God chose us “that we should be holy and blameless before Him” (Eph. 1:4).

The challenge of Christian living is to increasingly match your practice to your position.

God chose you in Christ to make you holy and blameless in His sight. To be “holy” is to be separated from sin and devoted to righteousness. To be “blameless” is to be pure without spot or blemish—like Jesus, the Lamb of God (1 Pet. 1:19).

Ephesians 1:4 is a positional statement. That is, Paul describes how God views us “in Christ.” He sees us as holy and blameless because Christ our Savior is holy and blameless. His purity is credited to our spiritual bank account. That’s because God made Christ “who knew no sin to be sin on our behalf, that we might become the righteousness of God in Him” (2 Cor. 5:21).

Despite our exalted position in God’s sight, our practice often falls far short of His holy standard. Therefore the challenge of Christian living is to increasingly match our practice to our position, realizing that sinless perfection won’t come until we are in heaven fully glorified (Rom. 8:23).

(Rows from a dataset for box labeling)
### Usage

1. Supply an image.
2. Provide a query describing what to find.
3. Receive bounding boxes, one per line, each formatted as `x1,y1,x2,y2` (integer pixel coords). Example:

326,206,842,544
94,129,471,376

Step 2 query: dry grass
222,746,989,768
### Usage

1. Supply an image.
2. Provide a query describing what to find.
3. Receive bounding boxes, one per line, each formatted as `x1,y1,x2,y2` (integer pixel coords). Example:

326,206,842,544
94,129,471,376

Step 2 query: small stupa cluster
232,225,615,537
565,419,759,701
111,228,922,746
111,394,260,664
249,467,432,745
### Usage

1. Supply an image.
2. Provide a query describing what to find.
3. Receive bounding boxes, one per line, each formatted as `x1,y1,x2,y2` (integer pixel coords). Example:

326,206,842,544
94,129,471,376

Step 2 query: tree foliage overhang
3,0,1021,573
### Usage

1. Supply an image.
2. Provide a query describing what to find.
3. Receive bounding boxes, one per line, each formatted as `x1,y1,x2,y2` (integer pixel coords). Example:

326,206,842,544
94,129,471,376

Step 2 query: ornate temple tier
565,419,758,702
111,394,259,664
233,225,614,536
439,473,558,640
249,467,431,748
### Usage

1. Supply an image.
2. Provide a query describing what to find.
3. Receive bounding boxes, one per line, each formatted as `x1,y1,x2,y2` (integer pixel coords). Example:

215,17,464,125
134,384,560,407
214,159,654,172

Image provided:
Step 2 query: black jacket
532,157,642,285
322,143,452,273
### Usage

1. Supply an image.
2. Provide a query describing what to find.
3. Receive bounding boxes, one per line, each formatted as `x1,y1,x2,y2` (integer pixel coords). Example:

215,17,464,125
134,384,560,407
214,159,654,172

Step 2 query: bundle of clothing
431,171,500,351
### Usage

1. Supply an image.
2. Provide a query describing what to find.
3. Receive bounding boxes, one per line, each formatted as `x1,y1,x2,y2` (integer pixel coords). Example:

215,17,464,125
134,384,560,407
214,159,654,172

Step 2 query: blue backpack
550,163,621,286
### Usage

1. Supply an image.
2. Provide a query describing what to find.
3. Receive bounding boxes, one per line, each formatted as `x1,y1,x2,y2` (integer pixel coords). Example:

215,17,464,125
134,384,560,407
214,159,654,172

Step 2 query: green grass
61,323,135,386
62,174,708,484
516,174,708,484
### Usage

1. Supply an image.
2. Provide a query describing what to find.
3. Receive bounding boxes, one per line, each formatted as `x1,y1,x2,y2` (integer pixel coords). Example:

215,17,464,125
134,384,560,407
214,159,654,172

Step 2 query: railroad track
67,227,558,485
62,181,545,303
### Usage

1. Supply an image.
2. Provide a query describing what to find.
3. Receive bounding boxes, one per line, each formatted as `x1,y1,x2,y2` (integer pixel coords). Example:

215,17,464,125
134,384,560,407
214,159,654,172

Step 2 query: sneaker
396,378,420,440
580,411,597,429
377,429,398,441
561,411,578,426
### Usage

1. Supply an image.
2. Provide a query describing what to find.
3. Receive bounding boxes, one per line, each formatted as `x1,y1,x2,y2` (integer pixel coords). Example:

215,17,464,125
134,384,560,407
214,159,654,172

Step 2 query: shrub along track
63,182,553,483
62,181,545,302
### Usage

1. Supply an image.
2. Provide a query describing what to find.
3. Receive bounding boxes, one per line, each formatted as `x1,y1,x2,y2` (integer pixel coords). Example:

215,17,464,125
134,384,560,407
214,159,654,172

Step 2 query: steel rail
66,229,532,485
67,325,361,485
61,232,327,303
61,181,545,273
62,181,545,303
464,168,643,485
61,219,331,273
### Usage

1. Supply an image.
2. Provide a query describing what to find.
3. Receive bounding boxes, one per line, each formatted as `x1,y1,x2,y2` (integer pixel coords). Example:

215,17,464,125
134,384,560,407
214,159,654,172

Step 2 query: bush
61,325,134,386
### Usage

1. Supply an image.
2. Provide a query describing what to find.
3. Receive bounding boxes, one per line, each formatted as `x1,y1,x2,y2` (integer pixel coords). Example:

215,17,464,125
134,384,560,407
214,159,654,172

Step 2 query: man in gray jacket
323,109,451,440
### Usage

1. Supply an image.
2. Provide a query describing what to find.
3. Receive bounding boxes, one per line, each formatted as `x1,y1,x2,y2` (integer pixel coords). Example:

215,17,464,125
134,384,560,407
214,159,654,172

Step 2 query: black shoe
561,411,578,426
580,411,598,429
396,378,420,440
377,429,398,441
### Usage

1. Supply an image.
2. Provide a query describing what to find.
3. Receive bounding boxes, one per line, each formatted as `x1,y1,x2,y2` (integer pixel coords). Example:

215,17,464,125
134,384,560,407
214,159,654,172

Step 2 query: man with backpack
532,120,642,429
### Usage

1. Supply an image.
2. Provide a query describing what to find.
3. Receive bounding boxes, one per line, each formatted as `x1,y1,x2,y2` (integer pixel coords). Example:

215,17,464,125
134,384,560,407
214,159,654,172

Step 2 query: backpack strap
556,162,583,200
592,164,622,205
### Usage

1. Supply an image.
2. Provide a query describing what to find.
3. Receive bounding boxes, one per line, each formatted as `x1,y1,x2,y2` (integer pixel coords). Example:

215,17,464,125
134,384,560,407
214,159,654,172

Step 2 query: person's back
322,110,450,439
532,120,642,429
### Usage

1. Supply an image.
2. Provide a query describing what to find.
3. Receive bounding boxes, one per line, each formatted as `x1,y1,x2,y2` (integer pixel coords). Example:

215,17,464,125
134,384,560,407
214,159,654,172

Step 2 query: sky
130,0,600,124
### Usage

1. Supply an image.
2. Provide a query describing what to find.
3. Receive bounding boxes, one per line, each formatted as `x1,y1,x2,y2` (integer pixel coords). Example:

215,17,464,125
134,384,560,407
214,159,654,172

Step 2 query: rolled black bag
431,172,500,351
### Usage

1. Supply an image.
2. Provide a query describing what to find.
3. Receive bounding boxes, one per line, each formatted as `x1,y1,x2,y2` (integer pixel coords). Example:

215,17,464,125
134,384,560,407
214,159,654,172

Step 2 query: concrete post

*What you will do*.
1. Retype the passage of the reading on Ephesians 1:4 that opens with the words containing "God chose us" and closes with "(1 Pet. 1:19).".
2. Extend the reading on being holy and blameless before God, starting right after its final sentence.
None of this data has any bearing on the work here.

*Answers below*.
1.
God chose us “that we should be holy and blameless before Him” (Eph. 1:4).

The challenge of Christian living is to increasingly match your practice to your position.

God chose you in Christ to make you holy and blameless in His sight. To be “holy” is to be separated from sin and devoted to righteousness. To be “blameless” is to be pure without spot or blemish—like Jesus, the Lamb of God (1 Pet. 1:19).

2.
How do you meet that challenge? By prayer, Bible study, and yielding your life to the Spirit’s control. Commit yourself to those priorities today as you seek to fulfill the great purpose to which you’ve been called: “good works, which God prepared beforehand, that you should walk in them” (Eph. 2:10).

Suggestions for Prayer

  • Thank God that He does not expect you to earn your own righteousness but has provided it in His Son.
  • Ask His Spirit to search your heart and reveal any sin that might hinder your growth in holiness. Confess that sin and take any steps necessary to eliminate it from your life.

For Further Study

  • Read Philippians 1:9-11.
  • What ingredients must be added to Christian love to produce sincerity and blamelessness?
  • What is the primary source of those ingredients (see Ps. 119:97-105)?
  • What specific steps are you going to take to add or increase those ingredients in your life?